• **Extrait du document**:
Pourquoi l’Afrique a-t-elle attendu si longtemps avant de s’intéresser, à l’instar de l’Europe et de l’Amérique, aux droits de l’homme au niveau régional ? Un tel « retard » s’explique-t-il par des raisons objectives, propres aux circonstances ou réalités du continent africain, ou n’est-il pas tout simplement le résultat d’un désintérêt des Africains en la matière ? Ces questions n’auraient certainement pas mérité d’être posées si la copule « Afrique et droits de l’homme» ne souffrait de quelque préjugé, contrairement au monde occidental pour lequel elle va de soi.
Il nous semble toutefois difficile de concevoir que les populations africaines dont l’organisation politique et sociale dans certains empires et royaumes durant la période précoloniale a fasciné plus d’un observateur aient pu vivre sans l’existence d’un système juridique destiné à l’ordonnancement des groupes dans lesquels elles vivaient. La rupture provoquée par la colonisation n’a pas permis aux droits traditionnels de l’homme de survivre et de prospérer jusqu’après l’indépendance.
C’est à la suite de l’accession des États africains à la souveraineté internationale que l’on peut parler d’un « retard » quant à l’éclosion d’un système de normes et de mécanismes de protection des droits de l’homme sur le continent africain, la Charte africaine des droits de l’homme et des peuples dont il est question dans cette étude n’ayant été adoptée que plus de vingt ans après. Au préalable, retenons deux constats à son propos avant de poursuivre l’analyse.
Le « retard » des Africains quant à l’adoption d’un texte de portée internationale en matière de droits de l’homme, tel est le premier constat au sujet de cette Charte. On aurait pu s’attendre, légitimement, que l’histoire même des peuples africains, particulièrement marquée par une longue période de domination avec tout ce que cela comporte comme situations humiliantes et dégradantes pour la dignité humaine et par la colonisation en tant qu’elle constitue une négation de l’égalité entre les hommes et une obligation de soumission et d’obéissance d’une catégorie de personnes à l’égard d’une autre investie d’une prétendue « mission civilisatrice », incite les premiers dirigeants des pays africains à mettre en place un système régional de droits de l’homme, dès la naissance de l’Organisation de l’Union africaine à Addis-Abeba en 1963.
Cela ne fut pas fait et les raisons en sont multiples. Ceci d’autant plus que des précédents existent. On n’insistera pas sur la « Charte du Soudan » si elle existe, mais ceci est l’affaire des historiens…qui remonterait au xiie siècle et qui pourrait apparaître pour certains comme plus anecdotique que pertinente. Pourtant, elle aurait défini des droits pour garantir et assurer la protection des individus contre l’arbitraire des autorités politiques traditionnelles et contre toute autre violation.
La préoccupation des Africains au sujet des droits de l’homme à l’époque contemporaine, et en référence au droit moderne occidental, remonte à la proposition que Léopold Sédar Senghor avait faite au moment où fut adoptée, par le Conseil de l’Europe en 1950, la Convention de sauvegarde des droits de l’homme et des libertés fondamentales.

• **Consigne donnée 1**:
Recopiez fidèlement le passage de l'extrait sur la Charte africaine des droits de l'homme qui va de « Pourquoi l’Afrique a-t-elle » jusqu'à « elle va de soi. » inclus.

• **Lignes de données**:
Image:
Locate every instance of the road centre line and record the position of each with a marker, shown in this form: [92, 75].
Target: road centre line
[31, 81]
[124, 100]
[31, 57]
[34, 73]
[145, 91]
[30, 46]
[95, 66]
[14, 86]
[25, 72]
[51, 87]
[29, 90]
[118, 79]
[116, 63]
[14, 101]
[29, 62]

• **Consigne donnée 2**:
Combien de lignes des entrées contiennent le mot « line » ? Répondez uniquement par ce nombre.

• **Résultat final 1**:
Pourquoi l’Afrique a-t-elle attendu si longtemps avant de s’intéresser, à l’instar de l’Europe et de l’Amérique, aux droits de l’homme au niveau régional ? Un tel « retard » s’explique-t-il par des raisons objectives, propres aux circonstances ou réalités du continent africain, ou n’est-il pas tout simplement le résultat d’un désintérêt des Africains en la matière ? Ces questions n’auraient certainement pas mérité d’être posées si la copule « Afrique et droits de l’homme» ne souffrait de quelque préjugé, contrairement au monde occidental pour lequel elle va de soi.

• **Résultat final 2**:
2